◆ **What needs to be done**:
Every line holding "negative" should be copied from the records below.

◆ **Stored dataset items**:
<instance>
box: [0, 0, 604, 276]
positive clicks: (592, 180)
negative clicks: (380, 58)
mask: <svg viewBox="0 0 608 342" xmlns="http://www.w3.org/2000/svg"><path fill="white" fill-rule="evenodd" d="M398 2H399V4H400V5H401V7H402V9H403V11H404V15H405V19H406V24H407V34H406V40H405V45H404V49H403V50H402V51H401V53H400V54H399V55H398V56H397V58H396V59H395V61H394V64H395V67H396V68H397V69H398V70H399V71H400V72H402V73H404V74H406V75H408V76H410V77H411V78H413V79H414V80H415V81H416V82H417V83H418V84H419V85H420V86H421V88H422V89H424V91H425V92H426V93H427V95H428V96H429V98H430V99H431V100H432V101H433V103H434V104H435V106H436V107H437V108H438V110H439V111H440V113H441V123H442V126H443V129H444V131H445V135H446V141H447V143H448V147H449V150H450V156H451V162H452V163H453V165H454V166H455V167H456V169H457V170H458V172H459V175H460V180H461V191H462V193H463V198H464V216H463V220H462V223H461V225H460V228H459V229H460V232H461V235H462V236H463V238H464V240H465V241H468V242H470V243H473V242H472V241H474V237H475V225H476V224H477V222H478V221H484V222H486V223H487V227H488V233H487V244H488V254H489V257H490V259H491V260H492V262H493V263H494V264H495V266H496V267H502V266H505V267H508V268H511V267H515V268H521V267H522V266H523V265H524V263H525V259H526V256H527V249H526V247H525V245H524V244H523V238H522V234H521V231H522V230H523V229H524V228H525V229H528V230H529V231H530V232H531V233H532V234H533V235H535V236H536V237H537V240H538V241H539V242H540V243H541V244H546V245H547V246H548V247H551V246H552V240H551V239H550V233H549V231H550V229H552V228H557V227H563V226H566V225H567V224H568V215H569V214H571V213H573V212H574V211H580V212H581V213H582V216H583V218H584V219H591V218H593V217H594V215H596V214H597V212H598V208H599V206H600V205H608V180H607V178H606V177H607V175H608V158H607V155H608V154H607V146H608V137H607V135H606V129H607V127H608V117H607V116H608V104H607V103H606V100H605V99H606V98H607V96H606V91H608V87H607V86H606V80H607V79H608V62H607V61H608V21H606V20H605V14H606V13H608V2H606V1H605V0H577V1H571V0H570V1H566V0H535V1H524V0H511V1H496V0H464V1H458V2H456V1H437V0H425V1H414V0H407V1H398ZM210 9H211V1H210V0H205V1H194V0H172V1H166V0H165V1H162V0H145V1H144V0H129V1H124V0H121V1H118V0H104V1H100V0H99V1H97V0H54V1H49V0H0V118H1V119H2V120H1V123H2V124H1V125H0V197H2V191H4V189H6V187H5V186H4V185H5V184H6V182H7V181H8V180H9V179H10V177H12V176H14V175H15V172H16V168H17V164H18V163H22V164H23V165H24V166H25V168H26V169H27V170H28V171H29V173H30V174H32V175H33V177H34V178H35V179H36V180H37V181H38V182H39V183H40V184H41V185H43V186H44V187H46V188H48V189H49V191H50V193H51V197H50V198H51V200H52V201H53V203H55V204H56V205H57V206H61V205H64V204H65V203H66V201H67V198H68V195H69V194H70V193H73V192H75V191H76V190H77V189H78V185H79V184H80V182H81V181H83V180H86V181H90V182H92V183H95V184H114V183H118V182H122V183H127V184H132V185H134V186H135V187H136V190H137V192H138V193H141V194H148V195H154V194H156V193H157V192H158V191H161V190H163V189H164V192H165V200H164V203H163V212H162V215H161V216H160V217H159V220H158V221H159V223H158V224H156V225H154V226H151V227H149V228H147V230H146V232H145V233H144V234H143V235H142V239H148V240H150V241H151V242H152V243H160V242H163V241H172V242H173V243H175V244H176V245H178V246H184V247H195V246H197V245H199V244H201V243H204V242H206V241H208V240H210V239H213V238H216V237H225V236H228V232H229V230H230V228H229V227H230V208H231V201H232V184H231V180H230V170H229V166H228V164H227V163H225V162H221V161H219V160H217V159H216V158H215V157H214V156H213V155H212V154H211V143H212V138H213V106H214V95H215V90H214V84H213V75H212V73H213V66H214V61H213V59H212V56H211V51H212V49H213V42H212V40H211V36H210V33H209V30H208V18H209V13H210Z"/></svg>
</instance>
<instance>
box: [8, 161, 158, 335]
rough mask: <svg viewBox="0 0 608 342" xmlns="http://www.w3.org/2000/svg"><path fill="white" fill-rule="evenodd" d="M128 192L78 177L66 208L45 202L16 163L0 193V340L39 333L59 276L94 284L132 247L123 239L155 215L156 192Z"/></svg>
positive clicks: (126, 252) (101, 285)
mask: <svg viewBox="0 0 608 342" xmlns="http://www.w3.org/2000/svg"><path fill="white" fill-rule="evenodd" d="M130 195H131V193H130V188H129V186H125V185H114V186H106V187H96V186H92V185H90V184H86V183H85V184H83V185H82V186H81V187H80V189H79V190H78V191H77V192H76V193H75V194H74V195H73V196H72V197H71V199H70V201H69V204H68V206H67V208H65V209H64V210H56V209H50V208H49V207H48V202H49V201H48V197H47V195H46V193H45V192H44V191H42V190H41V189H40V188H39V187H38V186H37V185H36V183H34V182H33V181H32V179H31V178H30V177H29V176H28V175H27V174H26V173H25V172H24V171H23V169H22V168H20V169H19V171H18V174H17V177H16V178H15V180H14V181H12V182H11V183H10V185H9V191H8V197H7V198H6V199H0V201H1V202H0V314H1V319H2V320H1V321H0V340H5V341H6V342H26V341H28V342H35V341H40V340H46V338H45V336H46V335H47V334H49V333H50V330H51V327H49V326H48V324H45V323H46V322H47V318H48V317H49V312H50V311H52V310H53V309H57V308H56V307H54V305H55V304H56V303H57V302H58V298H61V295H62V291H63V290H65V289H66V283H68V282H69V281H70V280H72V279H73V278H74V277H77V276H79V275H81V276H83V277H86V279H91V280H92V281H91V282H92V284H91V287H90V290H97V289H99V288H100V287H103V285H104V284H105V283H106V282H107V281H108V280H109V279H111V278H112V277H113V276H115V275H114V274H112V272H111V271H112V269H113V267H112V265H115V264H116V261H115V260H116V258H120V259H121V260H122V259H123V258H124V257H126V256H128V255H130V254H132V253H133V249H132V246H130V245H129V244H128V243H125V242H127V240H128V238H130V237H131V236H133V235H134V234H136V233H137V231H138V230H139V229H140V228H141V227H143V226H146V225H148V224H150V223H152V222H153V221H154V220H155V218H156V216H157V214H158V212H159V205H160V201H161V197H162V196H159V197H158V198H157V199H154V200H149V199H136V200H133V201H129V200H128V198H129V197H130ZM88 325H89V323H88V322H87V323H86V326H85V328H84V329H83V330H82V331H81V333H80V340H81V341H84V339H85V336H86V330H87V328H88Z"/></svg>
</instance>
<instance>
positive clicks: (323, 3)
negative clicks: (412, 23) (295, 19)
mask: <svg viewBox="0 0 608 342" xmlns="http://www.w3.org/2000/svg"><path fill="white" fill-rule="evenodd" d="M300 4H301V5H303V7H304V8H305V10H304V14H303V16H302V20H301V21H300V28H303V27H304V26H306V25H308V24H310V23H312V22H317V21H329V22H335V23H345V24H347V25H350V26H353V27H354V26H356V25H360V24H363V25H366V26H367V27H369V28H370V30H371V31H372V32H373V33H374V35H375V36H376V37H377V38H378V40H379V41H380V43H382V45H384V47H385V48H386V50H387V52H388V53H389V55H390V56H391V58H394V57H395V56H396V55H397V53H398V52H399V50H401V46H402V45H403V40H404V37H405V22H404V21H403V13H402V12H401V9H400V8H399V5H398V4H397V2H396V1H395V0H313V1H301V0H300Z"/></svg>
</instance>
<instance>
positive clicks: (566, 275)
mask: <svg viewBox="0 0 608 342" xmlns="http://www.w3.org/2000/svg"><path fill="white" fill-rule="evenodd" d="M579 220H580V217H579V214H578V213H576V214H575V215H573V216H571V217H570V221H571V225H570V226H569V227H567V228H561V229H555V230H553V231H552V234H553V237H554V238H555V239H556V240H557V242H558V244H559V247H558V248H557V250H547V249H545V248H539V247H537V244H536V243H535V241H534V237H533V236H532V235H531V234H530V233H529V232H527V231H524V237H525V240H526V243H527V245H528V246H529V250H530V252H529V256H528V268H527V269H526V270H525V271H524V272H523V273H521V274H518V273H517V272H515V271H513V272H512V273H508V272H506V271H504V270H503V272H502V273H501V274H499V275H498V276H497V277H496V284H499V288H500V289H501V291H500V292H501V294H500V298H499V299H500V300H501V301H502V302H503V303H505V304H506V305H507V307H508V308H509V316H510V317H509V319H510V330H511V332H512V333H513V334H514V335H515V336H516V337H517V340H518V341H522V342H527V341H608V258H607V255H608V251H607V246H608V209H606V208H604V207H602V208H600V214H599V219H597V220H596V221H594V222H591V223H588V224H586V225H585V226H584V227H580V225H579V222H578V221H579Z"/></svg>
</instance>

◆ **Answer to this problem**:
negative clicks: (380, 58)
negative clicks: (412, 23) (295, 19)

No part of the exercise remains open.